Enquanto a Bolívia espera nesta segunda-feira (19) dados oficiais sobre a eleição presidencial deste domingo, pesquisas de boca de urna apontam a vitória em primeiro turno de Luis Arce, candidato do Movimento para o Socialismo (MAS) apoiado pelo ex-presidente Evo Morales. Arce foi ministro de Economia e Finanças em duas ocasiões, entre 2006 e 2017 e novamente em 2019.
Embora os resultados oficiais possam demorar dias, o governo interino já reconheceu a vitória de Arce. Foi a primeira vez desde 1997 que Morales não participou do pleito como candidato. Ele está exilado na Argentina, desde que renunciou, há quase um ano.
Segundo pesquisa Ciesmori, considerado o mais confiável instituto de pesquisa do país, para as emissoras Unitel e Bolivision, Arce obteve 52,4% dos votos, seguido pelo ex-presidente boliviano Carlos Mesa, da Comunidade Cidadã, com 31,5%, e Luis Fernando Camacho, do Creemos, com 14,1%.
O resultado é semelhante ao apontado pelo levantamento da iniciativa Tu Voto Cuenta, transmitido pela emissora Cadena A, que atribuiu 53% dos votos a Arce, 30,8% a Mesa e 14,1% a Camacho.
A presidente-interina da Bolívia, Jeanine Áñez, publicou no Twitter que ainda não existe contagem oficial, mas que, com base nos dados disponíveis, Arce e seu vice, David Choquehuanca, venceram as eleições. “Parabenizo os vencedores e peço-lhes que governem tendo a Bolívia e a democracia em mente”, escreveu a presidente-interina.
“Democracia recuperada”
Arce disse que a Bolívia “volto à democracia”. “Vamos trabalhar por todos os bolivianos, vamos constituir um governo de unidade nacional”, declarou em uma coletiva de imprensa. Perante os jornalistas, em La Paz, Arce falou dos planos para liderar o país, enquanto a contagem de votos mal ultrapassava os 5%.
De Buenos Aires, Morales parabenizou Arce e afirmou que o MAS também terá maioria nas duas câmaras da Assembleia Legislativa. “Irmãos da Bolívia e do mundo, Lucho [Arce] será o nosso presidente”, assegurou Morales.

# TAREFA PROPOSTA 1:
De acordo com a notícia sobre a eleição na Bolívia, em que país Evo Morales está exilado?

Entradas de apontamento e rotulagem
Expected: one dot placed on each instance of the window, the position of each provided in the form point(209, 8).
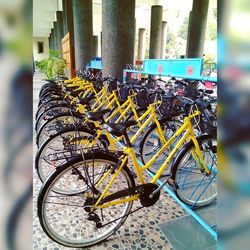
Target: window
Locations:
point(40, 47)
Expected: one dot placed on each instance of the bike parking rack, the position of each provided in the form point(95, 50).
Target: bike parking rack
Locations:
point(190, 68)
point(202, 222)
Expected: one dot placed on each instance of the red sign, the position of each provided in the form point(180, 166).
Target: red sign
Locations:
point(190, 70)
point(160, 68)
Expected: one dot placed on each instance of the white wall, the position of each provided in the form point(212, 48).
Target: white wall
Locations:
point(45, 54)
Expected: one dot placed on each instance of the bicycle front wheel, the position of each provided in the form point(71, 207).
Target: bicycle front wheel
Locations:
point(193, 186)
point(65, 219)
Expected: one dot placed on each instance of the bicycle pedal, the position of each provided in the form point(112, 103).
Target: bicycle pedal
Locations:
point(172, 183)
point(133, 174)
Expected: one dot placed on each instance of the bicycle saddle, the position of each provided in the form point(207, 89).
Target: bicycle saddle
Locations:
point(119, 129)
point(97, 115)
point(86, 100)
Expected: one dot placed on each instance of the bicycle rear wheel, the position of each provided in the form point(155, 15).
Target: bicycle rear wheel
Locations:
point(62, 147)
point(193, 186)
point(65, 219)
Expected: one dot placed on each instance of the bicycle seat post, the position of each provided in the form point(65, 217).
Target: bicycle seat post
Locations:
point(127, 140)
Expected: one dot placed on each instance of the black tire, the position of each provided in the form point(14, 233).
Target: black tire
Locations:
point(48, 144)
point(47, 202)
point(169, 127)
point(41, 132)
point(207, 142)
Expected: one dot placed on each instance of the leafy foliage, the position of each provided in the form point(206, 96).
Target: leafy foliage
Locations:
point(52, 66)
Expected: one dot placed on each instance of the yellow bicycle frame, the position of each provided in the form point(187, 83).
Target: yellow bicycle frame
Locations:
point(129, 151)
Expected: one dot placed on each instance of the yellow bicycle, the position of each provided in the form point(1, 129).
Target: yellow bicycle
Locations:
point(103, 188)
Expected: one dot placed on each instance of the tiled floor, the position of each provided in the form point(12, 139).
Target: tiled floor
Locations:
point(140, 231)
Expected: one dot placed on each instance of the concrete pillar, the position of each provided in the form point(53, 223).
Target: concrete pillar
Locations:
point(95, 46)
point(59, 17)
point(163, 39)
point(70, 23)
point(141, 44)
point(65, 18)
point(56, 46)
point(155, 32)
point(101, 44)
point(83, 32)
point(50, 41)
point(197, 28)
point(51, 45)
point(188, 31)
point(118, 17)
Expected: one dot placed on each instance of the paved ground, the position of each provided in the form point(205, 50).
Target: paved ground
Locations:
point(140, 231)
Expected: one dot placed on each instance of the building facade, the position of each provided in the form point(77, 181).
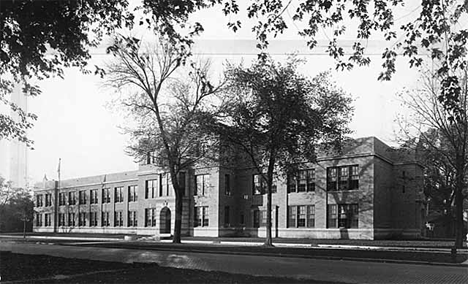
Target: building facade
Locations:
point(368, 191)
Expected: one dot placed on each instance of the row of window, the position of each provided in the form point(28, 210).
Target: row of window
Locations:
point(80, 220)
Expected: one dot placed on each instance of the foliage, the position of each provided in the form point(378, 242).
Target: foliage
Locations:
point(16, 208)
point(277, 117)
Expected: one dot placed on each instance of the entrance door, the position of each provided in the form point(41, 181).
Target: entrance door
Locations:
point(165, 221)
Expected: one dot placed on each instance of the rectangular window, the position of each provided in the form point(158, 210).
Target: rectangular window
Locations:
point(118, 219)
point(82, 219)
point(202, 184)
point(82, 197)
point(151, 187)
point(227, 218)
point(105, 220)
point(92, 219)
point(132, 193)
point(93, 196)
point(48, 219)
point(227, 184)
point(62, 198)
point(343, 216)
point(259, 185)
point(150, 217)
point(39, 200)
point(38, 220)
point(106, 195)
point(71, 198)
point(132, 219)
point(71, 219)
point(118, 194)
point(201, 216)
point(343, 178)
point(301, 216)
point(48, 199)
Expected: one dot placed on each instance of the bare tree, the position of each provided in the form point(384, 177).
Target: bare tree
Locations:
point(167, 110)
point(433, 128)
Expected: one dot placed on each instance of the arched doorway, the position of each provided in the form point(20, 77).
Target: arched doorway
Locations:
point(165, 221)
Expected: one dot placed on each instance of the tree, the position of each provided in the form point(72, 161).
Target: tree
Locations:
point(277, 117)
point(442, 139)
point(168, 115)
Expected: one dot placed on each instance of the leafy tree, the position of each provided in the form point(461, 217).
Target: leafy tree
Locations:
point(277, 117)
point(442, 139)
point(168, 112)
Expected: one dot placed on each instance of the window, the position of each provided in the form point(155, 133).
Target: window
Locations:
point(132, 193)
point(39, 200)
point(82, 197)
point(227, 218)
point(92, 219)
point(118, 219)
point(304, 181)
point(71, 198)
point(227, 184)
point(93, 196)
point(71, 219)
point(48, 219)
point(82, 219)
point(118, 194)
point(343, 178)
point(48, 200)
point(105, 220)
point(106, 195)
point(150, 217)
point(202, 184)
point(61, 217)
point(259, 185)
point(201, 216)
point(132, 219)
point(62, 198)
point(38, 220)
point(151, 188)
point(343, 216)
point(301, 216)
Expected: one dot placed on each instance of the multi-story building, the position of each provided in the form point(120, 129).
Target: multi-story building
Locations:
point(367, 191)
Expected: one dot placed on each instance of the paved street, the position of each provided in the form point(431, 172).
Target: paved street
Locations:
point(318, 269)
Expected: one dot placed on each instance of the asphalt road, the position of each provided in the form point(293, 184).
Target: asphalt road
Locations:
point(318, 269)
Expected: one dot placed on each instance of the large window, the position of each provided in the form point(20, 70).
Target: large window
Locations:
point(106, 195)
point(304, 181)
point(118, 219)
point(132, 219)
point(150, 217)
point(202, 184)
point(343, 216)
point(201, 216)
point(39, 200)
point(93, 219)
point(82, 197)
point(343, 178)
point(93, 196)
point(301, 216)
point(151, 187)
point(118, 194)
point(132, 193)
point(71, 198)
point(82, 219)
point(105, 219)
point(62, 200)
point(71, 219)
point(48, 199)
point(38, 219)
point(259, 185)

# TAREFA PROPOSTA 2:
Reescreva as entradas da linha que contém "Expected: one dot placed on each instance of the bare" até a linha que contém "point(433, 128)", incluídas as duas, substituindo "bare tree" por "leafless tree" e mantendo todo o resto inalterado.

# RESPOSTA ESCRITA 1:
Na Argentina.

# RESPOSTA ESCRITA 2:
Expected: one dot placed on each instance of the leafless tree, the position of each provided in the form point(384, 177).
Target: leafless tree
Locations:
point(167, 110)
point(433, 128)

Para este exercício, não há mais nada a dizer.